__TASK 1__:
Reproduce the records verbatim, from their first line through the line containing "[867,392,903,416]", with that line included.

══ QUOTED TEXT

When comparing the bulk moduli other common six-membered ring molecules such as benzene (5.5 GPa) or aniline (5.44 GPa), as well as extended structures with ring motifs such as graphite (33.8 GPa), the compressibility of melamine is closer to the former [32,33,34]. This can be readily explained by the type of dominating intermolecular interactions and arrangement of molecules with respect to each other, where graphite is held more rigidly in covalently-bonded planar sheets, while individual benzene or aniline molecules are not covalently bonded to their neighbors. Both polymorphs of aniline also form extended stacked layers held together by hydrogen bonding, where its singular amino group participates in N-H···N and N-H···π hydrogen bonds [33,35]. Individual aniline units do not experience significant structural or energetic modification in pressure, yet its hydrogen bonds decrease in length to the point of destabilization [35]. Benzene does not share hydrogen atoms below a theorized point of metallization [32,36], and π-π interactions act as the driving intermolecular interaction with increasing pressure. For solid benzene-III, a recent theoretical study [36] suggested that at 50 GPa, despite an almost two-fold reduction in unit cell volume, the intramolecular bond lengths stay basically unchanged. A similar situation appears to occur with melamine: while the intramolecular deformation is minimal, intermolecular hydrogen bonds accommodate pressure changes within the crystal without departing from the original space group and basic structure.

In comparison to energetic materials, the bulk modulus of melamine is analogous to or slightly less than β-HMX (12.4 GPa), α-RDX (13.9 GPa), and TATB (16.2 GPa) [37]. Interestingly, these values were obtained using powder X-ray diffraction techniques in methanol-ethanol-water, argon, and hexane pressure media, respectively [38,39,40]. The use of powders, as well as non-hydrostatic and non-inert pressure media likely introduces similar uncertainties and irregularities as those encountered with prior high-pressure experiments of melamine. Significant variations in compressibility for these compounds, including elastic constants and phase transformation behavior, have been shown to greatly depend on the hydrostatic character of the pressure media [41,42]. Hydrogen bonding has also been demonstrated to be the driving interaction in crystalline networks of RDX and TATB, where intermolecular hydrogen bonding networks could be disrupted by participating polar-solvent pressure media or inter-grain boundaries [43]; when compressional hydrostaticity is ensured, highly energetic molecules like TATB have been shown to remain crystalline past 100 GPa [44].

════

__TASK 2__:
In the passage on melamine compressibility, which pressure medium was used to obtain the bulk modulus of α-RDX?

══ EXERCISE MATERIAL

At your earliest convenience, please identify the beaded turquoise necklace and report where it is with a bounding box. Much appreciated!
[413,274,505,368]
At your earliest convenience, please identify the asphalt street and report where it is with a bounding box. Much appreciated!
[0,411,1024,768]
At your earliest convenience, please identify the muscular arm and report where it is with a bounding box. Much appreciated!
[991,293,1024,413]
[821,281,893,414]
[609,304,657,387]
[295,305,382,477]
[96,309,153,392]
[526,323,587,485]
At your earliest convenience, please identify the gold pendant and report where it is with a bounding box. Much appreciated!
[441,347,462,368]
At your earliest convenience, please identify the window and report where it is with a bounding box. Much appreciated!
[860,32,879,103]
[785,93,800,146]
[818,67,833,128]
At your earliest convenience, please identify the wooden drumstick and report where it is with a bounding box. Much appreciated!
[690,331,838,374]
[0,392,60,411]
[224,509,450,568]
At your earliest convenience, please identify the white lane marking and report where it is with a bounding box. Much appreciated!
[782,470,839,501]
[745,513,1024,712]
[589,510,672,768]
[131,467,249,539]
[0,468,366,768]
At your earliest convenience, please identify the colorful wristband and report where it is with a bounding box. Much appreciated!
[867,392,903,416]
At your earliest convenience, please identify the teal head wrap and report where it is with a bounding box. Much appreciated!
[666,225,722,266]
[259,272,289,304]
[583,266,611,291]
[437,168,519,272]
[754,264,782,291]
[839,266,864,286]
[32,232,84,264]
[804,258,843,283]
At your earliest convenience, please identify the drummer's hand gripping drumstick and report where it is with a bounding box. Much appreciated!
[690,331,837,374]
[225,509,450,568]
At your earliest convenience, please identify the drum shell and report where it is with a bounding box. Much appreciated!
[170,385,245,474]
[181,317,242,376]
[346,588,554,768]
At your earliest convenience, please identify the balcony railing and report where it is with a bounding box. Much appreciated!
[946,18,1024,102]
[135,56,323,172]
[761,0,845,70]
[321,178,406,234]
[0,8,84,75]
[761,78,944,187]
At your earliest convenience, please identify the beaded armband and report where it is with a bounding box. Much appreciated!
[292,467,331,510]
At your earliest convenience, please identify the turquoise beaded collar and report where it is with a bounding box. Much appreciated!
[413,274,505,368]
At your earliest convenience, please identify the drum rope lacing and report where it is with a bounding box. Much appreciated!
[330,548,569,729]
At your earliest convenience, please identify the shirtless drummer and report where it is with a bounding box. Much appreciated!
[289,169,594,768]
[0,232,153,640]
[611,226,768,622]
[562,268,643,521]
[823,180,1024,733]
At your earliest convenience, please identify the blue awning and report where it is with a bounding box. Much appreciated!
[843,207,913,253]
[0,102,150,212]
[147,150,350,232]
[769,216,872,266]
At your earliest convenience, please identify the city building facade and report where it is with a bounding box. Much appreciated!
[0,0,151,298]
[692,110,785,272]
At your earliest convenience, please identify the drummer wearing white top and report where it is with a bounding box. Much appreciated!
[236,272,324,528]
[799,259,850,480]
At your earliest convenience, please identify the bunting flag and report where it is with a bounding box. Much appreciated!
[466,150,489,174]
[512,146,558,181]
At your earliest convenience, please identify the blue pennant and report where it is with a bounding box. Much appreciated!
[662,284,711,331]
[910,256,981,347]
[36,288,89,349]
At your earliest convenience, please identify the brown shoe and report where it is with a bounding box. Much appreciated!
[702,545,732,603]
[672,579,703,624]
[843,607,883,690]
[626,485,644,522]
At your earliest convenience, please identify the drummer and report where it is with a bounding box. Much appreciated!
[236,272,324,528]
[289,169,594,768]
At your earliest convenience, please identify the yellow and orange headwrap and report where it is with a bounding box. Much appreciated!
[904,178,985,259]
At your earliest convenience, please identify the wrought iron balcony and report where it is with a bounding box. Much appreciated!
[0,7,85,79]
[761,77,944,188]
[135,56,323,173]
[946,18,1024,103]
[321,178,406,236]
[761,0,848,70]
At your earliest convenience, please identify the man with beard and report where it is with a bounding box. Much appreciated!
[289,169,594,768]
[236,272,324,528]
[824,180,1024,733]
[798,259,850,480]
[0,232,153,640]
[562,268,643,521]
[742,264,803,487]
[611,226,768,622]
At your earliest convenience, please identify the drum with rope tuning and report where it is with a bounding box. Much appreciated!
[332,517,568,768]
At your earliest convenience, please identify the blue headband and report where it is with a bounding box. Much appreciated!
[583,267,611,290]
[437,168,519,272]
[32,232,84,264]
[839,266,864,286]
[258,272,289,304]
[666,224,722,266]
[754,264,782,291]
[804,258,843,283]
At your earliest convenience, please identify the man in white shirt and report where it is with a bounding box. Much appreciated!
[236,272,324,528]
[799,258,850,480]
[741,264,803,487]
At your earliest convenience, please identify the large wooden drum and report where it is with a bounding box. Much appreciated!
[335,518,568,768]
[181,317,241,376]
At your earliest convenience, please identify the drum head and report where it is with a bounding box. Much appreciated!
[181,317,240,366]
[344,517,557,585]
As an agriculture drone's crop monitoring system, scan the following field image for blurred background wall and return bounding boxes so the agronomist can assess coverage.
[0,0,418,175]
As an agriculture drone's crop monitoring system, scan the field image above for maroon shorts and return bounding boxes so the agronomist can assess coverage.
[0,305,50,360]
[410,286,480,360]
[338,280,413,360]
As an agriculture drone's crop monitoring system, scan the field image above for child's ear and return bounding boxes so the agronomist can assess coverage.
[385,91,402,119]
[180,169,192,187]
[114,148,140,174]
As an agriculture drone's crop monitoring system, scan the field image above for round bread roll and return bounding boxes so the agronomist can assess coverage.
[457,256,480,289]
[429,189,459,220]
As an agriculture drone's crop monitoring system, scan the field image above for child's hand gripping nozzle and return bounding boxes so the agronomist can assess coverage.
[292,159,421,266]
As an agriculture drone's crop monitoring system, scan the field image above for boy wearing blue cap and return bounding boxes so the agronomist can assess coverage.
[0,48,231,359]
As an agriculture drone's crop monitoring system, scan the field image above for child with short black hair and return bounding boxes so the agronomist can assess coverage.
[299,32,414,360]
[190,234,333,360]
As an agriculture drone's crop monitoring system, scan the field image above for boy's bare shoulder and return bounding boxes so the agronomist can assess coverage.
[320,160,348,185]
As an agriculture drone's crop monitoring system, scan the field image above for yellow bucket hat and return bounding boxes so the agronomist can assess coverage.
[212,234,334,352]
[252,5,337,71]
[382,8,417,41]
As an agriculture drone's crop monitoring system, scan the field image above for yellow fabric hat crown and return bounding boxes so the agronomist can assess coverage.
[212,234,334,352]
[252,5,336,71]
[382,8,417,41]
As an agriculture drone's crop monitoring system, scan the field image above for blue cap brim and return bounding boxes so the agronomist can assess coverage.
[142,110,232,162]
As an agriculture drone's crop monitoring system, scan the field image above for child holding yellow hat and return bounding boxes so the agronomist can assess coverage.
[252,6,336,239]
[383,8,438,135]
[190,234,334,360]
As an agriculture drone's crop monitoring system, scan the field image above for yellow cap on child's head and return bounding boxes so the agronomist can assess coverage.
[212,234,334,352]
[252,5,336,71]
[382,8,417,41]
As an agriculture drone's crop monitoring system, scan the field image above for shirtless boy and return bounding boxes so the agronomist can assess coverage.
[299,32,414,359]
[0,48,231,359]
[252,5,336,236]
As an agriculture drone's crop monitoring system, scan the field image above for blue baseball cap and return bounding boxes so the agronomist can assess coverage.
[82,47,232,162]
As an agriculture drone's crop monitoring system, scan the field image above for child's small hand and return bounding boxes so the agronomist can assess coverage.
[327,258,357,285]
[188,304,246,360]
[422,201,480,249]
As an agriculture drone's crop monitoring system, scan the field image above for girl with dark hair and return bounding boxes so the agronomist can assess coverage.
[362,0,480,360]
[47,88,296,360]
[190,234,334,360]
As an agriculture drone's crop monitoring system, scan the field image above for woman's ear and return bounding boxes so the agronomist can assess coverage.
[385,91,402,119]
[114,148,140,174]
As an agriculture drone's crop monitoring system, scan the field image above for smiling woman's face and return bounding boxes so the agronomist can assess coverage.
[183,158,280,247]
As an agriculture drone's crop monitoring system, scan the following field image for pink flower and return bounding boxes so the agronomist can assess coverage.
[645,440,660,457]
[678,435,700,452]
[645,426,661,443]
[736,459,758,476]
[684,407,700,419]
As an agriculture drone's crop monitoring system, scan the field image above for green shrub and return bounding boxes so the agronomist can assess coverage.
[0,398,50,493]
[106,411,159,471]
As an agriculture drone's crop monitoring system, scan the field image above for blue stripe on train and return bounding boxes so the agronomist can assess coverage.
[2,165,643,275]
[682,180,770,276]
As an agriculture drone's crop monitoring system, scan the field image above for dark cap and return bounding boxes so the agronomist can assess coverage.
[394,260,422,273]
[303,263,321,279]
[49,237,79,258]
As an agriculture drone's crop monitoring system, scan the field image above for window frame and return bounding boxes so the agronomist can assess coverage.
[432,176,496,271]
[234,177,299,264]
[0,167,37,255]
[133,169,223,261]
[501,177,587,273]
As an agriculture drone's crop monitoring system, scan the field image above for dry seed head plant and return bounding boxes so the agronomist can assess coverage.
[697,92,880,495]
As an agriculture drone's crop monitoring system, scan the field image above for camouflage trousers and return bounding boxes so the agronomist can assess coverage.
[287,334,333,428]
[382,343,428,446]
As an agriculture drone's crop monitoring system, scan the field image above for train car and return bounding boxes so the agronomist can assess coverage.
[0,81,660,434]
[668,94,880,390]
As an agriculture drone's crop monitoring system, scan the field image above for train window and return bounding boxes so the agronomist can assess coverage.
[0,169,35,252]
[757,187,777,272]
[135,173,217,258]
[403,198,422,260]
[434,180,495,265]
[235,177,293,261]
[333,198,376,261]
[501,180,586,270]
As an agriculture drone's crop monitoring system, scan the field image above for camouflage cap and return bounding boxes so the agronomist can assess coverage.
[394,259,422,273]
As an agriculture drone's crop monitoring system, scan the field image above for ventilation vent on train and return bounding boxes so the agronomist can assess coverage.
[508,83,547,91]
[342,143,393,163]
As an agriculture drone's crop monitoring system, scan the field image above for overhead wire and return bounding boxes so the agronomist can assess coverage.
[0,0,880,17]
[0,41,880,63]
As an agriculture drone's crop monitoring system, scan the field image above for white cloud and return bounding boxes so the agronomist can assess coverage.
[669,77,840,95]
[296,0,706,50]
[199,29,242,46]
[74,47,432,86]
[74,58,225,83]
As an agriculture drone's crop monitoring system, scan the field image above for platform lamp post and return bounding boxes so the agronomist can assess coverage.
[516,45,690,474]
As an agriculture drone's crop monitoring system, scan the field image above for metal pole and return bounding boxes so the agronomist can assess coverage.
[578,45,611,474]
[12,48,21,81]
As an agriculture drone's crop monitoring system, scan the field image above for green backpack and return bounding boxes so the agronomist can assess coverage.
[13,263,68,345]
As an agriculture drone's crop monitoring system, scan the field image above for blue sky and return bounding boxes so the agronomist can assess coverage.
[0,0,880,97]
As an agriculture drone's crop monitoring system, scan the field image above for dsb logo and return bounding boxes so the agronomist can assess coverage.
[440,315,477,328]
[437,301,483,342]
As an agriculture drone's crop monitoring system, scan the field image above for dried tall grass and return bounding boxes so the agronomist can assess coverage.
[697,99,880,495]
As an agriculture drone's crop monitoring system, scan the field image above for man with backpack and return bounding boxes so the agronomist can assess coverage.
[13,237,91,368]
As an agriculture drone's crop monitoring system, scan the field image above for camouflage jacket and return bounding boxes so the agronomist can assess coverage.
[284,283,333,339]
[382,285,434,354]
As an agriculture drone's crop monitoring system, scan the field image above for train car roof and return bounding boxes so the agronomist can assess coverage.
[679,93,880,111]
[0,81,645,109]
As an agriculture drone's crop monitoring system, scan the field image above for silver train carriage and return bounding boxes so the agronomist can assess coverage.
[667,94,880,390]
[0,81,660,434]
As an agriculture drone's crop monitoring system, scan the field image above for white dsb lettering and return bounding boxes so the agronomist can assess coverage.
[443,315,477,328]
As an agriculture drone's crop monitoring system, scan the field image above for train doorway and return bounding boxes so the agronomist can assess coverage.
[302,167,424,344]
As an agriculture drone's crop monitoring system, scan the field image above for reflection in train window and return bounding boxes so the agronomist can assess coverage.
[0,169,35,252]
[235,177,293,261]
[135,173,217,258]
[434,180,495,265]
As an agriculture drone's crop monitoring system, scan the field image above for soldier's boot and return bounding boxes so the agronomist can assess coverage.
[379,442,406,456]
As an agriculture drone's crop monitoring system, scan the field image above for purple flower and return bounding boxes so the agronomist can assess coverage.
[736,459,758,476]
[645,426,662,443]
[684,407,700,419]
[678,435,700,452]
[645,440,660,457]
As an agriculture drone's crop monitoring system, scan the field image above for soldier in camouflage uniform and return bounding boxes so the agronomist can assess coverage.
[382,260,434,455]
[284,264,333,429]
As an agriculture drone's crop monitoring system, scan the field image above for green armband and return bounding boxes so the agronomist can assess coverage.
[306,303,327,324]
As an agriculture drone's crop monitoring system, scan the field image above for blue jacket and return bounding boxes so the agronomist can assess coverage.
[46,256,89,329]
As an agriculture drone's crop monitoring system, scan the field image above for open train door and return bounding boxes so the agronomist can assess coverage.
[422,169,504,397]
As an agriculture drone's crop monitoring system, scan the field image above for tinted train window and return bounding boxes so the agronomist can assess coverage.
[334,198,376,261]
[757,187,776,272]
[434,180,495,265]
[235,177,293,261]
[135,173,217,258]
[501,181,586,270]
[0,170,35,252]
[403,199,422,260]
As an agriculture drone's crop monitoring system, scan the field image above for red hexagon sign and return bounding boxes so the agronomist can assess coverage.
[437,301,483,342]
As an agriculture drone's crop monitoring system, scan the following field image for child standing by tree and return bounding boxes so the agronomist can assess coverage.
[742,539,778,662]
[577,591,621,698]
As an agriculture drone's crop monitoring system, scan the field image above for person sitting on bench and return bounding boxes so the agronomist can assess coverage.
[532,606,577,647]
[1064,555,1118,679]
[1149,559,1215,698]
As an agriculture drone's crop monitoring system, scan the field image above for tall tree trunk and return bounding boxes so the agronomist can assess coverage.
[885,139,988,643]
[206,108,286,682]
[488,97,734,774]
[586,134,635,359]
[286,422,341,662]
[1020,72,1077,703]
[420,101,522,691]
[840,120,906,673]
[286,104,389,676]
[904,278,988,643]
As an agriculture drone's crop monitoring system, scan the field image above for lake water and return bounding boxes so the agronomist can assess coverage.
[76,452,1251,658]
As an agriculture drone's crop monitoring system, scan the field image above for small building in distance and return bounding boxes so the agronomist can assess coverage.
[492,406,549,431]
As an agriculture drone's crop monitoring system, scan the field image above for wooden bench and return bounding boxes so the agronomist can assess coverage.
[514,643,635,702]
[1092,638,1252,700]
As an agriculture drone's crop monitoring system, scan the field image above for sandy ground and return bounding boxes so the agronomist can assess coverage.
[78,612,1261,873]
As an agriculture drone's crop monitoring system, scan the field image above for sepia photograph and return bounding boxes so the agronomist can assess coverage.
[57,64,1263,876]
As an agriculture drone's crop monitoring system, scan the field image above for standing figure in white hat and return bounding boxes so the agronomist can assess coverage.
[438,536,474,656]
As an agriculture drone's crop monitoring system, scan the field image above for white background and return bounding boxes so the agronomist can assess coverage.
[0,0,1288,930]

════

__FINAL RESULT 1__:
At your earliest convenience, please identify the beaded turquoise necklace and report where it is with a bounding box. Much appreciated!
[413,274,505,368]
At your earliest convenience, please identify the asphalt street and report where it is with a bounding box. Much appreciated!
[0,411,1024,768]
At your earliest convenience, please identify the muscular arm and report where it is with a bounding box. Much appreciated!
[991,293,1024,413]
[821,281,893,414]
[609,304,657,387]
[295,305,382,477]
[96,309,153,392]
[526,323,587,485]
At your earliest convenience, please identify the gold pendant and report where it is with a bounding box. Much appreciated!
[441,347,462,368]
At your earliest convenience, please identify the window and report where it is with a bounding box. Much appreciated!
[860,32,879,103]
[785,93,800,146]
[818,67,833,128]
At your earliest convenience, please identify the wooden drumstick and report where it is with a bounding box. Much appreciated!
[690,331,838,374]
[0,392,60,411]
[224,509,450,568]
At your earliest convenience, please identify the white lane marking and report where it is with a bounding box. Much appreciated!
[782,470,839,501]
[745,513,1024,712]
[589,510,672,768]
[131,467,249,539]
[0,468,366,768]
At your earliest convenience, please identify the colorful wristband and report where it is with a bounding box. Much appreciated!
[867,392,903,416]

__FINAL RESULT 2__:
Argon.